What is needed :: Please quote the material exactly, every line of it.

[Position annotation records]
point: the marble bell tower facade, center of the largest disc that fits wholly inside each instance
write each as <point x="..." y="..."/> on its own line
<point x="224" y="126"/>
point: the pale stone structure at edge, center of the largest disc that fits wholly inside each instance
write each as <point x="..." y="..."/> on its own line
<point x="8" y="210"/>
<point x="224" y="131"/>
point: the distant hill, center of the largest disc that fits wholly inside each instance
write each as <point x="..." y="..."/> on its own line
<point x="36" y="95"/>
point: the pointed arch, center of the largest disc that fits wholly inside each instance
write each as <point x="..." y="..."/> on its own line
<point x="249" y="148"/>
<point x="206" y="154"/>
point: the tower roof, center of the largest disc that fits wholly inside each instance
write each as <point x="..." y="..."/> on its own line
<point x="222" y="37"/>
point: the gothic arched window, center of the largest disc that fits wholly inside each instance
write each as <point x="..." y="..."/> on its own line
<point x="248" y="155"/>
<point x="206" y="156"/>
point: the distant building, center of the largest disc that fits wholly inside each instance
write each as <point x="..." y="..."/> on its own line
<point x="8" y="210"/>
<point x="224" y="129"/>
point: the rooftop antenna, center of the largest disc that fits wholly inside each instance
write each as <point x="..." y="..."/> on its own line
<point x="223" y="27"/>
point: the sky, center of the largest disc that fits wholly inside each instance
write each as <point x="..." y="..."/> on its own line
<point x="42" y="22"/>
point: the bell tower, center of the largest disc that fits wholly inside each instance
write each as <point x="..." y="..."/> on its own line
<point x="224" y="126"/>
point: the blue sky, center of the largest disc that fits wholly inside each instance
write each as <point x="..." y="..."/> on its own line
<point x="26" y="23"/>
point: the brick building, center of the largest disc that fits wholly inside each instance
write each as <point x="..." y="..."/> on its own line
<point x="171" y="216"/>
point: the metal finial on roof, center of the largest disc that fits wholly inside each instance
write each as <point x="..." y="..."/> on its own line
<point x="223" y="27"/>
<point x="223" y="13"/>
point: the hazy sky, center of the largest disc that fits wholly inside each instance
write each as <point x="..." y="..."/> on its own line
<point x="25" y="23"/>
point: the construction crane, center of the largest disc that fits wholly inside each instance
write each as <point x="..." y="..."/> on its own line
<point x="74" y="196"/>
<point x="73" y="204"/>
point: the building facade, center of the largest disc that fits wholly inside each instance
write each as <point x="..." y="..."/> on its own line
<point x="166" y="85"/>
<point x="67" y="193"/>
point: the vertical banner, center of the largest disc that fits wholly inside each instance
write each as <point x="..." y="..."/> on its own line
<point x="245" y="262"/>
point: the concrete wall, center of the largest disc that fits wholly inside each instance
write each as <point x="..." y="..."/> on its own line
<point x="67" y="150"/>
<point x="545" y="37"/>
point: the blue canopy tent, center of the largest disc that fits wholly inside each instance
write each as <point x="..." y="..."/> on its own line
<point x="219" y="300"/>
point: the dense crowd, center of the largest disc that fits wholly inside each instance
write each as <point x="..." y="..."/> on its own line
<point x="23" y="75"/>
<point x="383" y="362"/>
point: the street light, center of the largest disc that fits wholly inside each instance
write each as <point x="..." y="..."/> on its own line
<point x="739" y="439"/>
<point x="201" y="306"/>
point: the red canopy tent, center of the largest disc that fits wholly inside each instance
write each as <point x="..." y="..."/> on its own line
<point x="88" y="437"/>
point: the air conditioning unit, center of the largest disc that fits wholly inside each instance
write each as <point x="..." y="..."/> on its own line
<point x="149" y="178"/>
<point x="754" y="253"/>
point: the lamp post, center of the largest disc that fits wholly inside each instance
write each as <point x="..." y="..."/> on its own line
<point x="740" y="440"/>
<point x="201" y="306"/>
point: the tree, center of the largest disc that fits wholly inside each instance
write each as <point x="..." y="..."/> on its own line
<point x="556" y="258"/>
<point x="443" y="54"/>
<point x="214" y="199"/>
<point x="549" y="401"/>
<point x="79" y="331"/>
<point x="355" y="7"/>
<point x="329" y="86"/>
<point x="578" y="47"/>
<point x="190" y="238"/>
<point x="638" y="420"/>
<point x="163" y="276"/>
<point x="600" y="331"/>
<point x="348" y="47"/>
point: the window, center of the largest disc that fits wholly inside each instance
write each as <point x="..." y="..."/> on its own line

Task result ::
point: the marble bell tower facade, center of the largest disc that fits wholly inside each instance
write each as <point x="..." y="..."/> on its own line
<point x="224" y="126"/>
point: the pale stone structure at edge, center of the largest disc that fits wholly inside each instance
write each as <point x="..." y="..."/> on its own line
<point x="8" y="210"/>
<point x="224" y="131"/>
point: the distant hill, center of the largest disc that fits wholly inside each instance
write each as <point x="..." y="..."/> on its own line
<point x="36" y="95"/>
point: the pointed arch, center of the largest disc that fits wholly inside each instance
write each as <point x="..." y="..."/> on its own line
<point x="249" y="148"/>
<point x="206" y="154"/>
point: the tower roof, center of the largest disc that fits wholly inside each instance
write each as <point x="..." y="..."/> on its own line
<point x="222" y="37"/>
point: the gothic arched window, center of the largest disc that fits wholly inside each instance
write each as <point x="..." y="..."/> on its own line
<point x="248" y="155"/>
<point x="206" y="156"/>
point: the distant building, center of the largest disc that fits wholly inside each instance
write each as <point x="..." y="..."/> on its own line
<point x="8" y="210"/>
<point x="224" y="129"/>
point: the rooftop antenna, center of the largest disc that fits wholly inside each instance
write each as <point x="..." y="..."/> on its own line
<point x="223" y="27"/>
point: the sky, center of the largest disc that fits wholly inside each instance
write each as <point x="..." y="..."/> on its own line
<point x="42" y="22"/>
point: the bell tower, center of the largest disc that fits wholly inside each instance
write each as <point x="..." y="..."/> on its own line
<point x="224" y="126"/>
point: the blue sky, center of the largest disc that fits wholly inside each instance
write each as <point x="..." y="..."/> on its own line
<point x="26" y="23"/>
point: the brick building, center of the largest disc that fits wholly inside each instance
write each as <point x="..." y="..."/> on its own line
<point x="171" y="216"/>
point: the metal finial on roof, center of the largest disc that fits wholly inside each instance
write each as <point x="..." y="..."/> on its own line
<point x="223" y="27"/>
<point x="223" y="13"/>
point: the hazy sky, center of the largest disc that fits wholly inside each instance
write each as <point x="..." y="..."/> on its own line
<point x="25" y="23"/>
point: the construction crane, center of the largest disc that fits wholly inside each instance
write each as <point x="..." y="..."/> on its own line
<point x="74" y="196"/>
<point x="73" y="204"/>
point: the building facade, center of the largest disc that fits wholly inside each instance
write each as <point x="..." y="..."/> on its own line
<point x="166" y="85"/>
<point x="67" y="193"/>
point: the vertical banner, center of the largest disc that fits wholly inside each instance
write each as <point x="..." y="..."/> on its own line
<point x="245" y="262"/>
point: the concrete wall, center of the largest disc that fits wholly inside each instance
write each as <point x="..." y="..."/> on its own line
<point x="67" y="150"/>
<point x="545" y="37"/>
point: the blue canopy tent, center of the largest disc that fits wholly inside each instance
write each as <point x="..." y="..."/> on its own line
<point x="219" y="300"/>
point: the dense crowd, center of the largest disc that fits wholly inside each instance
write each as <point x="..." y="..."/> on its own line
<point x="23" y="75"/>
<point x="383" y="362"/>
point: the street light, center of the largest disc that fits wholly inside each instance
write each as <point x="..." y="..."/> on its own line
<point x="739" y="439"/>
<point x="201" y="306"/>
point: the red canopy tent, center of the largest disc that fits wholly inside each instance
write each as <point x="..." y="..."/> on its own line
<point x="88" y="437"/>
point: the air conditioning unit, center of the largest disc that fits wholly inside each instance
write each as <point x="..." y="..."/> on its own line
<point x="149" y="178"/>
<point x="754" y="253"/>
point: the lamp post, center of the largest disc that fits wholly inside each instance
write each as <point x="..." y="..."/> on its own line
<point x="740" y="440"/>
<point x="201" y="306"/>
point: the tree, center of the largest disc that fits wholly inside each instance
write each as <point x="..." y="..."/> on its own line
<point x="556" y="258"/>
<point x="443" y="54"/>
<point x="214" y="199"/>
<point x="549" y="401"/>
<point x="79" y="331"/>
<point x="355" y="7"/>
<point x="329" y="86"/>
<point x="578" y="47"/>
<point x="190" y="238"/>
<point x="638" y="420"/>
<point x="163" y="276"/>
<point x="600" y="331"/>
<point x="348" y="47"/>
point: the window, center of the largest disc that fits wholly inside each instance
write each as <point x="..." y="..."/> on its own line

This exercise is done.